→ **Things to do**:
- 1) According to the passage on Norway's stillbirth rates, how many stillbirths were recorded per 1,000 live births in 1967?
- 2) Continue the passage on Norway's falling stillbirth rates from the point where it ends.

BEGIN Document passage

Since record-keeping began 50 years ago, Norway has seen a steady decline in child stillbirth death rates. Last year, Norway suffered 180 stillborn child-deaths; the lowest stillborn death-rate ever recorded.
Never before have there been so few young souls lost within a year’s time. In 1967, 14 potential births were declared stillborn per 1000 live births. Last year, Norway saw only three stillborn-deaths per every thousand children delivered.
National Institute of Public Heath (Folkehelseinstituttet) Birth Registry senior physician Dr. Kristine Marie Stangenes commented upon the historical lows of reported stillborn deaths in Norway, saying; “Although the incidence of birth defects in Norway is much lower, having a stillborn child is obviously a huge tragedy for those afflicted families.”
Doctor Stangenes adds that prenatal monitoring and regular health check-ups during the nine months of pregnancy are critical in the early detection of risks & abnormalities possible during pregnancy.

END Document passage
BEGIN Supplied material

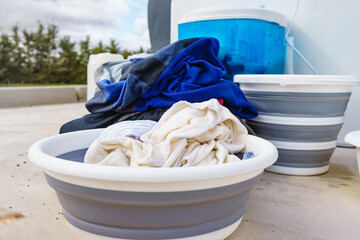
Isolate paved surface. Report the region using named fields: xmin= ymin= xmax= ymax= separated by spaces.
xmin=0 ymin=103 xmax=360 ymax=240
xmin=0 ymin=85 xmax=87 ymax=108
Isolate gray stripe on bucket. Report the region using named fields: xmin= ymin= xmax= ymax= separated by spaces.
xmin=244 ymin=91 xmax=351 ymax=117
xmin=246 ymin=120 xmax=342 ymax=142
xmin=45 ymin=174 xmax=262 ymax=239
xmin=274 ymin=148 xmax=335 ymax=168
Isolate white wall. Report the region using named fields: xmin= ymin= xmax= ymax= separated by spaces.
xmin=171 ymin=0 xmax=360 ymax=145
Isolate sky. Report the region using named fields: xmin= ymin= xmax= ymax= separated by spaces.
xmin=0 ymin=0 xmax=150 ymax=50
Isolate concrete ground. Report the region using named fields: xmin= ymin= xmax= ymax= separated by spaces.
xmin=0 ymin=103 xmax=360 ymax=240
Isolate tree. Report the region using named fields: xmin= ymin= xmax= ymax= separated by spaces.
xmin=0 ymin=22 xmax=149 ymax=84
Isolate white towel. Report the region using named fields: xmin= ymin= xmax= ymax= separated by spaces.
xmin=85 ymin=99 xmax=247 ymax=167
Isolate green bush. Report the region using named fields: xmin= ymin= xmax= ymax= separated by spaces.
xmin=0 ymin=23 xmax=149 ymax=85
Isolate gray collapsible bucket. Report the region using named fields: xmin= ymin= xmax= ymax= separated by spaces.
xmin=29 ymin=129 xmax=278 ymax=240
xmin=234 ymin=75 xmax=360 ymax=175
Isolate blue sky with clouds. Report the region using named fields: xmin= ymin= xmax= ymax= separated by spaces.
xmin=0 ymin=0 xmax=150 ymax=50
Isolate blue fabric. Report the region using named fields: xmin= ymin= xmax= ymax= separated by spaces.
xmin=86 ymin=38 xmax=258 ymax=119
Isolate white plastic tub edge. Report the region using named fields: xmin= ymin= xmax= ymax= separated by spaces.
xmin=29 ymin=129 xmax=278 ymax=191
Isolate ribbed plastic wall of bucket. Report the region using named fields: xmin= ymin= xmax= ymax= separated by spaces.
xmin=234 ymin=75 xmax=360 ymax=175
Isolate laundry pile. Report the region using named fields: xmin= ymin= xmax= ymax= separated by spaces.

END Supplied material

→ **Task results**:
- 1) 14 per 1,000 live births.

- 2)
These proactive health measures, along with proper nutrition, abstinence from drugs, tobacco & alcohol, and better home safety all contribute to help reduce stillborn rates.
Norway’s birth rate has also decreased steadily for seven year in a row. A birth rate of 2.1 children per woman are needed to keep population numbers steady, but Norway’s birth rate is now down to an average of 1.71 children per woman of child-bearing age.
The Medical Birth Registry defines Stillborn or Stillbirth as children who may have died before birthing commenced or who’ve died during the birthing process.
Nordic countries are considered the world’s “Gold Standard” of neonatal survival rates.